Given exercise.
Type out the complete listing below word for word, without its pictures.

*****

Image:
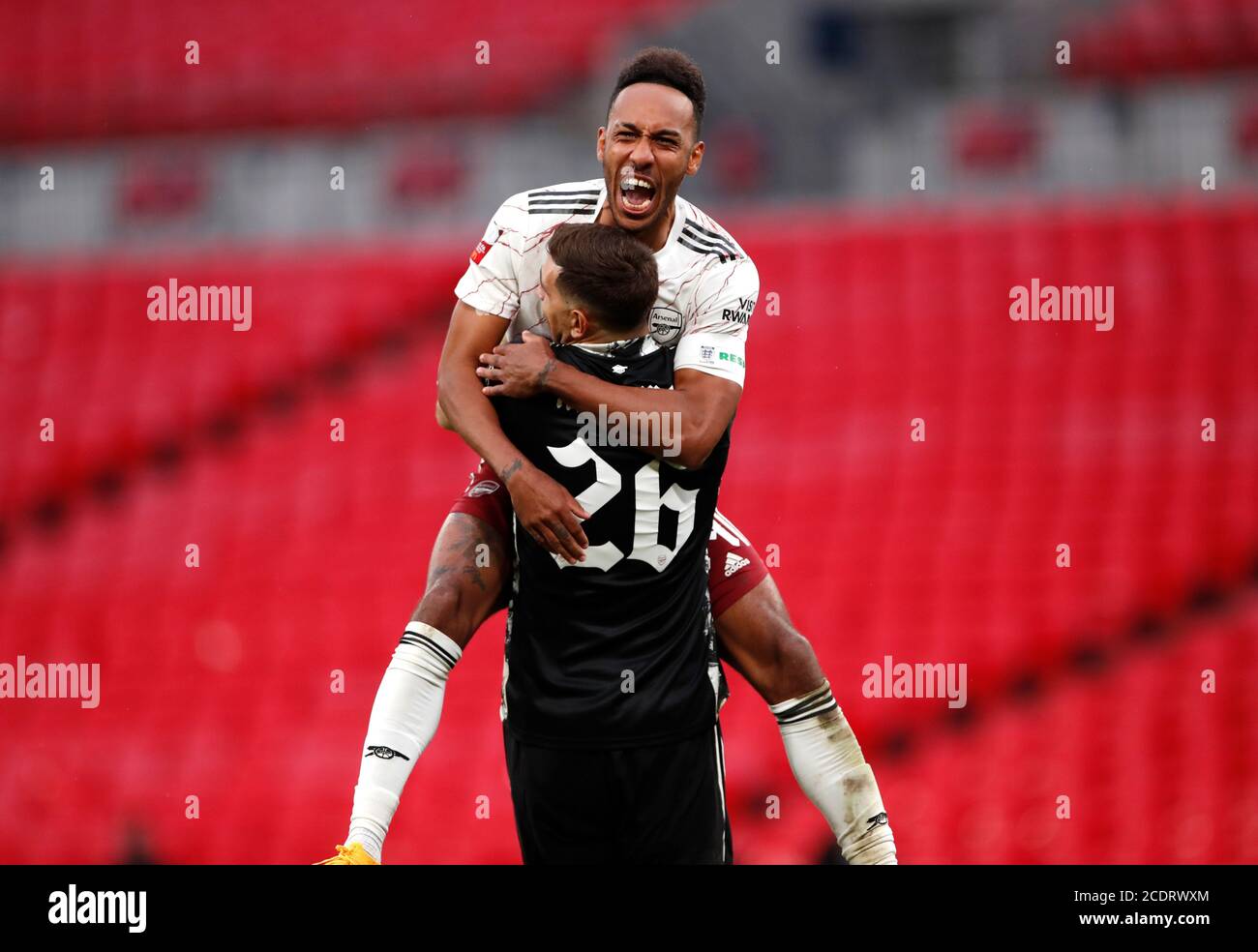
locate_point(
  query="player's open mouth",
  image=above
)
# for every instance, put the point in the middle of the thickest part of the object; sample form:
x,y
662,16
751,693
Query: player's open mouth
x,y
637,193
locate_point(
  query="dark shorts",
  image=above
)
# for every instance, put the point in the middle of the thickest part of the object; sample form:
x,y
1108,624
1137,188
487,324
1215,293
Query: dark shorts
x,y
736,566
638,805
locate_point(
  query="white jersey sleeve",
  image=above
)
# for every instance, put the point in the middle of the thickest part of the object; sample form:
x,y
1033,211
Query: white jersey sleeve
x,y
715,336
491,283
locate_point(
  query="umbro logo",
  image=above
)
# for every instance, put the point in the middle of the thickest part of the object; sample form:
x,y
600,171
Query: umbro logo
x,y
385,754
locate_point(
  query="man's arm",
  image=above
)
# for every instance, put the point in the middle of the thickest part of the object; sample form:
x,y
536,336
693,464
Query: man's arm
x,y
704,406
545,508
704,403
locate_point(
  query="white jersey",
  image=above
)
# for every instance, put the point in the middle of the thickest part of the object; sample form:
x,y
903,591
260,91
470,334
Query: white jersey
x,y
707,283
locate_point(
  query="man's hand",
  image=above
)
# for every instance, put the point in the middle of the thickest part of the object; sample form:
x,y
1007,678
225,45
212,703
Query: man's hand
x,y
517,370
546,510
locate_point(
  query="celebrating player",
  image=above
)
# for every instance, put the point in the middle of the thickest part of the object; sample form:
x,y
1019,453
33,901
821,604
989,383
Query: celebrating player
x,y
707,292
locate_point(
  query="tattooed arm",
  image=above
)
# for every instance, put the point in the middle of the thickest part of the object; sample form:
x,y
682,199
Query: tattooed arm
x,y
545,508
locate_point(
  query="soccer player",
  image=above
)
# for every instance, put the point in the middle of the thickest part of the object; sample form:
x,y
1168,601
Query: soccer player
x,y
612,686
707,292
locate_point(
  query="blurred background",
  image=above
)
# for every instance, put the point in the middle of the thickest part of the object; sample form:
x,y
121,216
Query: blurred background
x,y
1131,164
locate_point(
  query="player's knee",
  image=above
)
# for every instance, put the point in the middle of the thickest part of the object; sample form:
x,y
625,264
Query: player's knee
x,y
453,607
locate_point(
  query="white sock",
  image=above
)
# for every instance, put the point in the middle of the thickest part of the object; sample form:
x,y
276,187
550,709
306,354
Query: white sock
x,y
833,774
403,722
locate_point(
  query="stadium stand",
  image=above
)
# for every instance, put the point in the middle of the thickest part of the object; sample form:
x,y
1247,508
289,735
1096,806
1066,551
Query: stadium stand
x,y
1083,680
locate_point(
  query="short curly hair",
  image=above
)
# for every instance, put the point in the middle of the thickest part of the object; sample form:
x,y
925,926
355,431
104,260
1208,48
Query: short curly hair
x,y
608,271
667,67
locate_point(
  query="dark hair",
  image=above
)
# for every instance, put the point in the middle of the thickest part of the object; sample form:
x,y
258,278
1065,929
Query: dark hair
x,y
667,67
607,271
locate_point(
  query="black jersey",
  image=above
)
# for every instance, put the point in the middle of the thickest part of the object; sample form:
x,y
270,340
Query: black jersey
x,y
617,650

*****

Solution for this task.
Image:
locate_point(
  query="player's open mouth",
  image=above
)
# for every instance, put the point in the middle of the thickest part of the object; sample form:
x,y
662,16
751,693
Query: player's open mouth
x,y
637,193
locate_point(
  query="dark shorts",
  image=above
)
# for every instance, put the point in the middle of the thickest part of the object; sample form:
x,y
1108,624
1137,188
487,324
1215,293
Query: dark shorts
x,y
736,566
638,805
locate_point(
  query="white jersey sleeve",
  image=above
)
# for every instance, put the point in the middle of the thickest part of the object; sample form:
x,y
1033,211
Query: white jersey sleeve
x,y
715,336
491,283
locate_point(
  query="umbro logo",
  image=above
)
# for every instance, put the point in the middle of the thickest part of the object; sample form:
x,y
600,171
Query: umbro logo
x,y
385,754
locate_point(
  query="man's arm",
  image=above
)
# for every instance, put the point in the middle of the thickest part of the object; sample form:
x,y
536,336
693,464
Query: man's arm
x,y
704,406
545,508
704,403
locate_point(
  query="white jersey",
  image=above
)
# for every instance, put the point in the middle of the thickest part of the object; sample form:
x,y
903,591
260,91
470,334
Query: white jersey
x,y
707,283
locate_point(
  query="man's hand",
  image=above
)
# for every instance, put the point in the middle of the thickest part of the object; sample form:
x,y
1007,678
225,45
212,703
Query: man's hand
x,y
517,370
546,510
locate_point(
  query="celebrating player",
  image=above
)
# for every instance, put the point in the middle of the thickest part of the object; sample form:
x,y
1019,453
33,901
821,604
989,383
Query: celebrating player
x,y
707,292
locate_point(
  query="tattooed arm",
  image=above
)
# for every instance, put the point in the middle of the thickest part of the object; sample form:
x,y
682,199
Query: tattooed arm
x,y
545,508
locate_point(
  query="soccer player",
  image=above
)
# for every instance, put the point in the middle of the thickest part of the object; sample form:
x,y
1168,601
Query: soccer player
x,y
612,686
707,292
locate_point(
  query="blurred background",
  image=above
)
# for every instance, put the point in the middle of the thickest part of the object; sample form:
x,y
121,216
Query: blurred background
x,y
1131,164
locate_point(
  query="player's knee",
  image=above
)
# for every instance, put the point in the middle of the thickest part of the object; sample form:
x,y
625,264
Query: player's knee
x,y
453,607
locate_point(
  query="white sock",
  image=above
)
# for every instance, put the point in the middle of the thickest part of the object; sample form:
x,y
276,187
550,709
306,354
Query: white sock
x,y
833,774
403,722
locate_point(
  query="stadium stand",
  image=above
)
# for every instance, put the point in the middle of the thickest part of the object; sample form:
x,y
1247,508
289,735
1096,806
1066,551
Query: stadium stand
x,y
1083,680
locate_point(
  query="short curly hair",
  image=above
)
# for every instance, put the point in the middle of the thickest part of the object; sample form:
x,y
925,926
355,431
104,260
1208,48
Query: short curly hair
x,y
608,271
667,67
locate_point(
  query="dark hair",
  image=above
)
# for every instance, put the point in the middle of the thickest part of the object; sample form:
x,y
258,278
1065,929
Query: dark hair
x,y
667,67
607,271
locate_point(
  query="black jersey",
  image=above
)
# for every instance, put the point in the middle of the thickest part of the object; sample form:
x,y
270,340
Query: black jersey
x,y
617,650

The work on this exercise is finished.